Take the 2-minute tour ×
Stack Overflow is a question and answer site for professional and enthusiast programmers. It's 100% free, no registration required.

This code works and sends me an email just fine:

import smtplib
#SERVER = "localhost"

FROM = 'monty@python.com'

TO = ["jon@mycompany.com"] # must be a list

SUBJECT = "Hello!"

TEXT = "This message was sent with Python's smtplib."

# Prepare actual message

message = """\
From: %s
To: %s
Subject: %s

%s
""" % (FROM, ", ".join(TO), SUBJECT, TEXT)

# Send the mail

server = smtplib.SMTP('myserver')
server.sendmail(FROM, TO, message)
server.quit()

However if I try to wrap it in a function like this:

def sendMail(FROM,TO,SUBJECT,TEXT,SERVER):
    import smtplib
    """this is some test documentation in the function"""
    message = """\
        From: %s
        To: %s
        Subject: %s
        %s
        """ % (FROM, ", ".join(TO), SUBJECT, TEXT)
    # Send the mail
    server = smtplib.SMTP(SERVER)
    server.sendmail(FROM, TO, message)
    server.quit()

and call it I get the following errors:

 Traceback (most recent call last):
  File "C:/Python31/mailtest1.py", line 8, in <module>
    sendmail.sendMail(sender,recipients,subject,body,server)
  File "C:/Python31\sendmail.py", line 13, in sendMail
    server.sendmail(FROM, TO, message)
  File "C:\Python31\lib\smtplib.py", line 720, in sendmail
    self.rset()
  File "C:\Python31\lib\smtplib.py", line 444, in rset
    return self.docmd("rset")
  File "C:\Python31\lib\smtplib.py", line 368, in docmd
    return self.getreply()
  File "C:\Python31\lib\smtplib.py", line 345, in getreply
    raise SMTPServerDisconnected("Connection unexpectedly closed")
smtplib.SMTPServerDisconnected: Connection unexpectedly closed

Can anyone help me understand why?

__Task instructions__
1. Copy the passage of the Python email question that runs from "Traceback (most recent" up to and including "return self.getreply()".
2. Using the traceback in the Python email question, explain in one to three sentences how the call to server.sendmail inside sendMail ends in the error.

__Entries supplied__
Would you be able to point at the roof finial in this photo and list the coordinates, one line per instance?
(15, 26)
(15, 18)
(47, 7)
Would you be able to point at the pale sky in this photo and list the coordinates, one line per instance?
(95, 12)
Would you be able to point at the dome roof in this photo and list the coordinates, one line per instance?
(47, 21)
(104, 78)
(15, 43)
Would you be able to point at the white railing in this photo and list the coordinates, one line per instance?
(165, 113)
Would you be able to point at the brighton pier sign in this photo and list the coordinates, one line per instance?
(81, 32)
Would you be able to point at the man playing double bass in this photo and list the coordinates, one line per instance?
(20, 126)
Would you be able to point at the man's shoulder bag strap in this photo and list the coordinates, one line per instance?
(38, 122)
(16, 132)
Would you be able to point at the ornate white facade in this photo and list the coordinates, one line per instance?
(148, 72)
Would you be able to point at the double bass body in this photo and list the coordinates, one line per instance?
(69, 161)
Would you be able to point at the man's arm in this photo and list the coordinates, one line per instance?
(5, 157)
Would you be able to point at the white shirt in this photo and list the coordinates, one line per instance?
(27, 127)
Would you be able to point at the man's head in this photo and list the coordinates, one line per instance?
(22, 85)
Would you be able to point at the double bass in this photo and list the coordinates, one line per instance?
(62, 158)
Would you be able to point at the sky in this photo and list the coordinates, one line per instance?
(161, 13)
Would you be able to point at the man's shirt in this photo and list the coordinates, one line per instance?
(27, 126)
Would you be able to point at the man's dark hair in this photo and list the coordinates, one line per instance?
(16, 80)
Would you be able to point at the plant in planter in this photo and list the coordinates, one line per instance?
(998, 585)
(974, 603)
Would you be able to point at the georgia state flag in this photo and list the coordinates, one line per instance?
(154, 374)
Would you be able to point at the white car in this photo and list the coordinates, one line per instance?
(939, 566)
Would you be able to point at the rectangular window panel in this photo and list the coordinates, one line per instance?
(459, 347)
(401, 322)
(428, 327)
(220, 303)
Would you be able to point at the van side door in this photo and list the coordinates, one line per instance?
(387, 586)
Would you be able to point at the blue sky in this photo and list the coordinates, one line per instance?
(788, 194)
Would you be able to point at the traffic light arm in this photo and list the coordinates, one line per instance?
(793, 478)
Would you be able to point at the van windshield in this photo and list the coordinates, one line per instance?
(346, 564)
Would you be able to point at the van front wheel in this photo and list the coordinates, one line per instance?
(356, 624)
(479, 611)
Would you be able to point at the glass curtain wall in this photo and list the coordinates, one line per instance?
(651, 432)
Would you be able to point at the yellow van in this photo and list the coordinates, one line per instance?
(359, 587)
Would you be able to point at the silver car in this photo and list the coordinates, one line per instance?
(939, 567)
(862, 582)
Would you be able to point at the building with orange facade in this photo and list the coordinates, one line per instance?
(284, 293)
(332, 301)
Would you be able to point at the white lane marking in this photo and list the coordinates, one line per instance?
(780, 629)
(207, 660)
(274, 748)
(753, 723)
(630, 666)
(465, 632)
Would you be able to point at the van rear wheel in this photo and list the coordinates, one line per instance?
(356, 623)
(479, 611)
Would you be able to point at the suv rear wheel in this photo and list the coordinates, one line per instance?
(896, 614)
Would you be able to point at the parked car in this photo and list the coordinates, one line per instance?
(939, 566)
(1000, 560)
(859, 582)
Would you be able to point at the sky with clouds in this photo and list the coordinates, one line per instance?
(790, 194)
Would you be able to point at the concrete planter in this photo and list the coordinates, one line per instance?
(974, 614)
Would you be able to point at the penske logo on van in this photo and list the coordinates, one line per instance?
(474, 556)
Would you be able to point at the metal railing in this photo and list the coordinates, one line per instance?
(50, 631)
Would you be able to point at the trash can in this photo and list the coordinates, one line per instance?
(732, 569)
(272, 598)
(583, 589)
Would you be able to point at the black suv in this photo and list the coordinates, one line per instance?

__Final results__
1.
Traceback (most recent call last):
  File "C:/Python31/mailtest1.py", line 8, in <module>
    sendmail.sendMail(sender,recipients,subject,body,server)
  File "C:/Python31\sendmail.py", line 13, in sendMail
    server.sendmail(FROM, TO, message)
  File "C:\Python31\lib\smtplib.py", line 720, in sendmail
    self.rset()
  File "C:\Python31\lib\smtplib.py", line 444, in rset
    return self.docmd("rset")
  File "C:\Python31\lib\smtplib.py", line 368, in docmd
    return self.getreply()

2. The call to server.sendmail at line 13 of sendmail.py calls self.rset(), which calls self.docmd("rset"), which in turn calls self.getreply(). Inside getreply, smtplib raises SMTPServerDisconnected with the message "Connection unexpectedly closed".